_WHAT NEEDS TO BE DONE:_ Among the lines of the records, find all that carry the word "ceiling" and copy them.

_Stored data entries:_
━━━━━━
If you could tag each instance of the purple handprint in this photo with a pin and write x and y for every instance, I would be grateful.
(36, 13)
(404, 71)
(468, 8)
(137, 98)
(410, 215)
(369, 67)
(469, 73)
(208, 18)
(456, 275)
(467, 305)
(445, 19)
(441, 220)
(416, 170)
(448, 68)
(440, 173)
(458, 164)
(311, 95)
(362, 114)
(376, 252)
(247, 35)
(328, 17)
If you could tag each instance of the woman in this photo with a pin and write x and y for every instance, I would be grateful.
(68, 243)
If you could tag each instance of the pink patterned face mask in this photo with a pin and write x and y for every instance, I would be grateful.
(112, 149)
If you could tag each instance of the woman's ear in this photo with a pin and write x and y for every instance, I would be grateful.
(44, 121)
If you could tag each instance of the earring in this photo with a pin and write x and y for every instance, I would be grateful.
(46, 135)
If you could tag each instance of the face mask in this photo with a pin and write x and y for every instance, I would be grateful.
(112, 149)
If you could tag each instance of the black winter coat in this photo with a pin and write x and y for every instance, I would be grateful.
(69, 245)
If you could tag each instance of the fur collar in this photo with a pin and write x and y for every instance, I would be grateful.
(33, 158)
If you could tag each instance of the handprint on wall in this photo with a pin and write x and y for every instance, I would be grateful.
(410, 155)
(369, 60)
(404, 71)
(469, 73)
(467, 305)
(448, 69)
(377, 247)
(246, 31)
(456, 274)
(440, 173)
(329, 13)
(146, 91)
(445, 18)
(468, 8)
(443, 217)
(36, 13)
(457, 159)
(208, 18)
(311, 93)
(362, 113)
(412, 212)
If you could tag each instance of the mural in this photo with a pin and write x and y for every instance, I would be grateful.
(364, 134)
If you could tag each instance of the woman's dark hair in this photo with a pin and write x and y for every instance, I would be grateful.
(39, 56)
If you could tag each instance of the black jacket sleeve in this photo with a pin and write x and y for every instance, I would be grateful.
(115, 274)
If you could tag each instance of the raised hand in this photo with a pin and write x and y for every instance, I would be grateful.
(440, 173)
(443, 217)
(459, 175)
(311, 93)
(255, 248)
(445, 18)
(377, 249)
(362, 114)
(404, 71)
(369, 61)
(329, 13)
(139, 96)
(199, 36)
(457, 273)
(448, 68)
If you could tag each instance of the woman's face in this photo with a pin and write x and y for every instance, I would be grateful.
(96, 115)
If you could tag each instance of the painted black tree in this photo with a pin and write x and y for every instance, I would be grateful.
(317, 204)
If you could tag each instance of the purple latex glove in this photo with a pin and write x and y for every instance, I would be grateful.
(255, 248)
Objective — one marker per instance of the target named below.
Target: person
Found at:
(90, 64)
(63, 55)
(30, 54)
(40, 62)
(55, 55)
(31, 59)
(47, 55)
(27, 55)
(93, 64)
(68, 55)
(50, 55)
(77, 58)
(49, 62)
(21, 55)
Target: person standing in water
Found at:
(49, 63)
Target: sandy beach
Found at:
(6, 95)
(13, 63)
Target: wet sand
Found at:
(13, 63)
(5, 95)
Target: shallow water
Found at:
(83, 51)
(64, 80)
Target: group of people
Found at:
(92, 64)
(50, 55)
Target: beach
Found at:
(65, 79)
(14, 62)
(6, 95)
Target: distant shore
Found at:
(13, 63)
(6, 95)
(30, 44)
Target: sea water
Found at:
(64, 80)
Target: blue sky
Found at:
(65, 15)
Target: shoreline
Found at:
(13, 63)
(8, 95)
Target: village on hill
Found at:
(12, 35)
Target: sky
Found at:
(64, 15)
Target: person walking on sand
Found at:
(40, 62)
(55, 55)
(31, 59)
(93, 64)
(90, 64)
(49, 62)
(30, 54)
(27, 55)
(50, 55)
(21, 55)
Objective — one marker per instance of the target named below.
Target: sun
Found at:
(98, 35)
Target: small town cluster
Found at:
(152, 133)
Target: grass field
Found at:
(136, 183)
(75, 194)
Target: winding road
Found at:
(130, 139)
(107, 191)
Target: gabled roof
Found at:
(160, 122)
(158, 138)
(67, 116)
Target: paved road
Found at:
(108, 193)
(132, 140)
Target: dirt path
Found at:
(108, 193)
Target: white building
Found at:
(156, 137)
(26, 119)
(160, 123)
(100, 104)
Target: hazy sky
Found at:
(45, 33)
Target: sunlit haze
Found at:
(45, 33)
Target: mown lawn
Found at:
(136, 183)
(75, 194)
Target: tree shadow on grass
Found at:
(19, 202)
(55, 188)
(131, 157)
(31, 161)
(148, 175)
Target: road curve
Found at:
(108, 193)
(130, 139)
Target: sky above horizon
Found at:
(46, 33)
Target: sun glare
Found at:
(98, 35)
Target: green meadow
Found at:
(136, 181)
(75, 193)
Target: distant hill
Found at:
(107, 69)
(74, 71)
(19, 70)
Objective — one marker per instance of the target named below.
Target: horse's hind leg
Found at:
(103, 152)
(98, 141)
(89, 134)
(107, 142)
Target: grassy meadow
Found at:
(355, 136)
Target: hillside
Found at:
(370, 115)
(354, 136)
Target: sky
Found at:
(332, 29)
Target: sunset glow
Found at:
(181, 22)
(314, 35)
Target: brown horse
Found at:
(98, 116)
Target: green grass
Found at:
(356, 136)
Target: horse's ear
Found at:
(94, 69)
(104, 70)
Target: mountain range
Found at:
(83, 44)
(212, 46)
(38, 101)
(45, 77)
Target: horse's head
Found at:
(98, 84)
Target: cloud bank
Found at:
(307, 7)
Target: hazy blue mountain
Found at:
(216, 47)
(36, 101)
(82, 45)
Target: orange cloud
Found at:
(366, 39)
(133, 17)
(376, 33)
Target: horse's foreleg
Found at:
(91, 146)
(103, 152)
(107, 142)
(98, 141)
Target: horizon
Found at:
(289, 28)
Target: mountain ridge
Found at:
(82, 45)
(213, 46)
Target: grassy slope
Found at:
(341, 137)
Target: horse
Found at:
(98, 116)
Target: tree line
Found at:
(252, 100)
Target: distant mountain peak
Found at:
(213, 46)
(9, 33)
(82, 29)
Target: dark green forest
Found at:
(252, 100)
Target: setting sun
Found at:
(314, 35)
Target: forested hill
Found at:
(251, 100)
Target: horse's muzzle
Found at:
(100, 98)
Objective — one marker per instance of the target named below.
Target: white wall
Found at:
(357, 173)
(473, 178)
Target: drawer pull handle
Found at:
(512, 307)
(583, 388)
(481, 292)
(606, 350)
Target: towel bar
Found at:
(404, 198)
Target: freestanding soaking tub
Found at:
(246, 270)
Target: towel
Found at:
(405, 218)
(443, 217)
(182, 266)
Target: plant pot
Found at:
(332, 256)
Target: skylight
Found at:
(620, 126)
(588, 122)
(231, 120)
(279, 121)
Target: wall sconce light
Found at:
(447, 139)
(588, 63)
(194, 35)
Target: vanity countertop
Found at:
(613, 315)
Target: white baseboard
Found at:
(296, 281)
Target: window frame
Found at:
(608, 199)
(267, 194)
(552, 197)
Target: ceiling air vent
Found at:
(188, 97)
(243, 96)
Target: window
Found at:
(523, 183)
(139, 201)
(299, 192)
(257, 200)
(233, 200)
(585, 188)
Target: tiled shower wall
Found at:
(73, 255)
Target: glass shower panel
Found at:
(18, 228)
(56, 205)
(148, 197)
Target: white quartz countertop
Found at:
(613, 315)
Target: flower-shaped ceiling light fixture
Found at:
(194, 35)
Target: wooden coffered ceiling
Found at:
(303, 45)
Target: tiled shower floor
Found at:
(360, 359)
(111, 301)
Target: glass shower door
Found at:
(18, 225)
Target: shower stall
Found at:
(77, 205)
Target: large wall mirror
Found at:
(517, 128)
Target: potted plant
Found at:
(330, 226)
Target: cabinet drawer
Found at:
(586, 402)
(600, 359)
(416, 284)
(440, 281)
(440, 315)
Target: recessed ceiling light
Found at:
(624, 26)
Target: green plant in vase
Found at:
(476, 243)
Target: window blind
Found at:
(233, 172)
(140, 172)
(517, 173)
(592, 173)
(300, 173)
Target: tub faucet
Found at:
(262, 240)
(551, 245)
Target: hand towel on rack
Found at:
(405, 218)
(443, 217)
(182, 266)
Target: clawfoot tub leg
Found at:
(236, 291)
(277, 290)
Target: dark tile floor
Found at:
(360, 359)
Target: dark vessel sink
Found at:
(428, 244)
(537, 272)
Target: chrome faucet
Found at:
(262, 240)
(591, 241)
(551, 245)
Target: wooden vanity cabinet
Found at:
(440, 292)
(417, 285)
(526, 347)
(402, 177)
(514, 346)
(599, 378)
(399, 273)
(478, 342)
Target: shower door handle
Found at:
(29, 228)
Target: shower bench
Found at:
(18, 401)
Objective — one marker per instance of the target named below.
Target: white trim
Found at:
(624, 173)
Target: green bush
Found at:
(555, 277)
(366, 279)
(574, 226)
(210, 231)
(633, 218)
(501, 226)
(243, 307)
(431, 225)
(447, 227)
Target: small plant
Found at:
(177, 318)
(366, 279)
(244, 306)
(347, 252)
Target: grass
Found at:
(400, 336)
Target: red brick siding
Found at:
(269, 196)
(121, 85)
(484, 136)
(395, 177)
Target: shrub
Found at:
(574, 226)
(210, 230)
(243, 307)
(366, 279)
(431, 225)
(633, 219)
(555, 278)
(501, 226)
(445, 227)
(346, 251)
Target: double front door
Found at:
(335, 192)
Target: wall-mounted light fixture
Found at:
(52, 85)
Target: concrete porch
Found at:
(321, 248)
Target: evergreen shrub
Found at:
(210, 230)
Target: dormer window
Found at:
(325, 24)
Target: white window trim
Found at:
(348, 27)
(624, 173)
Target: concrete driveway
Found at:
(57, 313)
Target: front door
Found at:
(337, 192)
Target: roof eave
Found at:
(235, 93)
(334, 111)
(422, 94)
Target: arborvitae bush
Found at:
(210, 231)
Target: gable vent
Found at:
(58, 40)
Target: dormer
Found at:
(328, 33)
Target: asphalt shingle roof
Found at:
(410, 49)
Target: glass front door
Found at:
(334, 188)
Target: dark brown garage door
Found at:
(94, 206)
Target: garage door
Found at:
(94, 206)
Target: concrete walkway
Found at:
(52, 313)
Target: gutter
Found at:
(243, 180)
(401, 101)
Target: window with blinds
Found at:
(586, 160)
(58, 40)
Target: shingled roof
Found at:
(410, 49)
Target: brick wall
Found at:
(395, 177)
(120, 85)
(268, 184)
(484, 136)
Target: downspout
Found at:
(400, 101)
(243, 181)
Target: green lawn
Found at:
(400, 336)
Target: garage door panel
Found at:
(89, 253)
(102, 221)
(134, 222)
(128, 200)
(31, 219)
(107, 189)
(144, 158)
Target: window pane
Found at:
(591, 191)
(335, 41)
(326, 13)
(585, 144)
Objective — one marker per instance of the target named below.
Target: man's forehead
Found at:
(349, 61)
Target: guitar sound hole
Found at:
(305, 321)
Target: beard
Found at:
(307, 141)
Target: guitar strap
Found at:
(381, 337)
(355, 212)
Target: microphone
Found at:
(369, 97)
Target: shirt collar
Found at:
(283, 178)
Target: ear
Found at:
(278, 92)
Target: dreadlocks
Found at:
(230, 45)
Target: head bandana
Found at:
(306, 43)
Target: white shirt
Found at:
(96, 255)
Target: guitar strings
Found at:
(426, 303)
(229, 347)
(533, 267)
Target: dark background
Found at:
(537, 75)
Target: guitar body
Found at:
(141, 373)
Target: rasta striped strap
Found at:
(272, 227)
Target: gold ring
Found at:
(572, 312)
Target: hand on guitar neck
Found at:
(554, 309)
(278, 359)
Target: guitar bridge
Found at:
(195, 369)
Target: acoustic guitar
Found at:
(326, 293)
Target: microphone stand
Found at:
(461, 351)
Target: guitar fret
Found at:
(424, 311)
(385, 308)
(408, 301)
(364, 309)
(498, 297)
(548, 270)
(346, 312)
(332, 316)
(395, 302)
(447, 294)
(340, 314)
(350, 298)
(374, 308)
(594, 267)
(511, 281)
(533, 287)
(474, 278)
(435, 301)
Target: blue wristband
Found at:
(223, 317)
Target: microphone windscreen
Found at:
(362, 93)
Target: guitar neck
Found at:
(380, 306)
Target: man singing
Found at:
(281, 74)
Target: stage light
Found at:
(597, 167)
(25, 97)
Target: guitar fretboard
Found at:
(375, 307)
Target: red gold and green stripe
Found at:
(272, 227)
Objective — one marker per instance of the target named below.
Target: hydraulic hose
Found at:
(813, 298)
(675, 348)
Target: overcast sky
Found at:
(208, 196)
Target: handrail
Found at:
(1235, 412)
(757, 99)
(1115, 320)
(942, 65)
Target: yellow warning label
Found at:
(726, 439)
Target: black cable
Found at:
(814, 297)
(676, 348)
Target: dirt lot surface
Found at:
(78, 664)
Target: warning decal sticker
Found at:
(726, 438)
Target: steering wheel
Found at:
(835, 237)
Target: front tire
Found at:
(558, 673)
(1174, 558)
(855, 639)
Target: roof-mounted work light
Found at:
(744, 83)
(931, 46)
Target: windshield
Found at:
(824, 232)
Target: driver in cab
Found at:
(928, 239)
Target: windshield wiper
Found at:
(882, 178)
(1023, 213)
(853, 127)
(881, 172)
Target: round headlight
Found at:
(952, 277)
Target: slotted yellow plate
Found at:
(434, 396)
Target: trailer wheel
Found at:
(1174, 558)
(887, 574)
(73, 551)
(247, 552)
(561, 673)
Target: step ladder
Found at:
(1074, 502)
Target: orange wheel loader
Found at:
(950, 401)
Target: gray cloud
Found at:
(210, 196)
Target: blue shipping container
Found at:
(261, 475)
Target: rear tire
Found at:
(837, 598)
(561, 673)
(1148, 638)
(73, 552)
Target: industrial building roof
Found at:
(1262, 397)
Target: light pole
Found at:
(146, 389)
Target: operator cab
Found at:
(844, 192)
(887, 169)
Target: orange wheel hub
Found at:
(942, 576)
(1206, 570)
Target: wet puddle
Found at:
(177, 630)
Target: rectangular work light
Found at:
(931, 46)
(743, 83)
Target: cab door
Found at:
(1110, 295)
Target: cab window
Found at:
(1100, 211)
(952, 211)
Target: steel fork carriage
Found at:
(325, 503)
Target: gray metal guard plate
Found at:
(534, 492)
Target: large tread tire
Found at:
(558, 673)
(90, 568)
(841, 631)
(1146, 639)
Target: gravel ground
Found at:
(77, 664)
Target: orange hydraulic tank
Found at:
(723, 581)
━━━━━━
_WRITTEN RESPONSE:_
Target: ceiling air vent
Target: flower-shaped ceiling light fixture
Target: wooden coffered ceiling
Target: recessed ceiling light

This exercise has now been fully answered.